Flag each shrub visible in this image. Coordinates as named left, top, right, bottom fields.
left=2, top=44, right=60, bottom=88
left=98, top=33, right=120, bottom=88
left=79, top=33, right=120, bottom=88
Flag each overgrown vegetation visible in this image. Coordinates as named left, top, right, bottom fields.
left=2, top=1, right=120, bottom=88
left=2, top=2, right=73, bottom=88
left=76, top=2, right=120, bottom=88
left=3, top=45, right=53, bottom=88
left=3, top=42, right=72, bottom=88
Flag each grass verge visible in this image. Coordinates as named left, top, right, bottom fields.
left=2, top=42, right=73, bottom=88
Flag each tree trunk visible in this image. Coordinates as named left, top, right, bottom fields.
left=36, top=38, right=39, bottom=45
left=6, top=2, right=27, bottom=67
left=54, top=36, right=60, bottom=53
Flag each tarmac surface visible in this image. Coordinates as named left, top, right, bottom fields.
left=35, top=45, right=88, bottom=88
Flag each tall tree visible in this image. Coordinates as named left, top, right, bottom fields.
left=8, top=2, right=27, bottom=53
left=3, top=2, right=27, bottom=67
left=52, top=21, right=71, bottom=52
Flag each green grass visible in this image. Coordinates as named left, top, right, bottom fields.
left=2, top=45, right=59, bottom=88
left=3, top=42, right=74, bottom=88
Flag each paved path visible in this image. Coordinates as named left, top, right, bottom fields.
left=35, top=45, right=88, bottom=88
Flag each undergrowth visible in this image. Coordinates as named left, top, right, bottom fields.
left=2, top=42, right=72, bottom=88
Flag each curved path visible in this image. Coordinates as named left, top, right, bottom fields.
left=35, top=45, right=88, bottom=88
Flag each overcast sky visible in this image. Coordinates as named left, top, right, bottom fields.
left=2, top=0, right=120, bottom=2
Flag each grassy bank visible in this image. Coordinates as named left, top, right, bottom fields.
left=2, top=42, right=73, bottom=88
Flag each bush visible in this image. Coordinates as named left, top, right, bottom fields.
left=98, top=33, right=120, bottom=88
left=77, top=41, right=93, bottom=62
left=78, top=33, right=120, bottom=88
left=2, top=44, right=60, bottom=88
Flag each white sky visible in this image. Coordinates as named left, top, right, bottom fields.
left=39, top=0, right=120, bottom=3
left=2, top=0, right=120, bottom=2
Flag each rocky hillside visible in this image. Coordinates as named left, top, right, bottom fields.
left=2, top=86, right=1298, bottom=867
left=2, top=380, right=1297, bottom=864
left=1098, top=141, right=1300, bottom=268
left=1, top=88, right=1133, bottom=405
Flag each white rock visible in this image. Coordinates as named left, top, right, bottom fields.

************

About this task:
Everything in the data above should be set down again precisely.

Result below:
Flag each shrub visible in this image. Coordinates as named left, top, right, bottom fields.
left=2, top=44, right=60, bottom=88
left=98, top=33, right=120, bottom=88
left=79, top=33, right=120, bottom=88
Flag each overgrown vegetation visible in this image. Coordinates as named left, top, right, bottom fields.
left=2, top=1, right=120, bottom=88
left=2, top=2, right=73, bottom=88
left=76, top=2, right=120, bottom=88
left=3, top=45, right=53, bottom=88
left=3, top=42, right=72, bottom=88
Flag each grass verge visible in this image. Coordinates as named left, top, right, bottom fields.
left=2, top=42, right=73, bottom=88
Flag each tree trunk visible in this image. Coordinates as named left, top, right, bottom fields.
left=36, top=38, right=39, bottom=45
left=6, top=2, right=27, bottom=67
left=54, top=36, right=60, bottom=53
Flag each tarmac surface visible in this image. Coordinates as named left, top, right, bottom fields.
left=35, top=45, right=88, bottom=88
Flag each tall tree visible in this image. Coordinates as named left, top, right, bottom fields.
left=8, top=2, right=27, bottom=53
left=3, top=2, right=27, bottom=67
left=52, top=21, right=71, bottom=52
Flag each green grass visible in this image. Coordinates as named left, top, right, bottom fields.
left=2, top=45, right=59, bottom=88
left=3, top=42, right=74, bottom=88
Flag each paved path visible in this image. Coordinates as named left, top, right, bottom fields.
left=35, top=45, right=88, bottom=88
Flag each undergrowth visible in this image. Coordinates as named left, top, right, bottom fields.
left=2, top=42, right=72, bottom=88
Flag each curved path visible in this image. Coordinates as named left, top, right, bottom fields.
left=35, top=45, right=88, bottom=88
Flag each overcast sky visible in this image. Coordinates as named left, top, right, bottom fields.
left=2, top=0, right=120, bottom=2
Flag each grassy bank visible in this image. Coordinates as named left, top, right, bottom fields.
left=2, top=42, right=73, bottom=88
Flag each bush visible in this image. Coordinates as named left, top, right, bottom fields.
left=98, top=33, right=120, bottom=88
left=77, top=41, right=93, bottom=62
left=78, top=33, right=120, bottom=88
left=2, top=44, right=60, bottom=88
Flag each white sky visible in this image. Coordinates as named left, top, right, bottom fields.
left=39, top=0, right=120, bottom=3
left=2, top=0, right=120, bottom=2
Flag each rocky hillside visible in this image. Coordinates as named left, top, right, bottom fields.
left=2, top=86, right=1298, bottom=867
left=2, top=380, right=1297, bottom=864
left=1098, top=141, right=1300, bottom=268
left=1, top=88, right=1133, bottom=405
Flag each white rock visible in this image. Coordinates as named left, top, right, bottom fields.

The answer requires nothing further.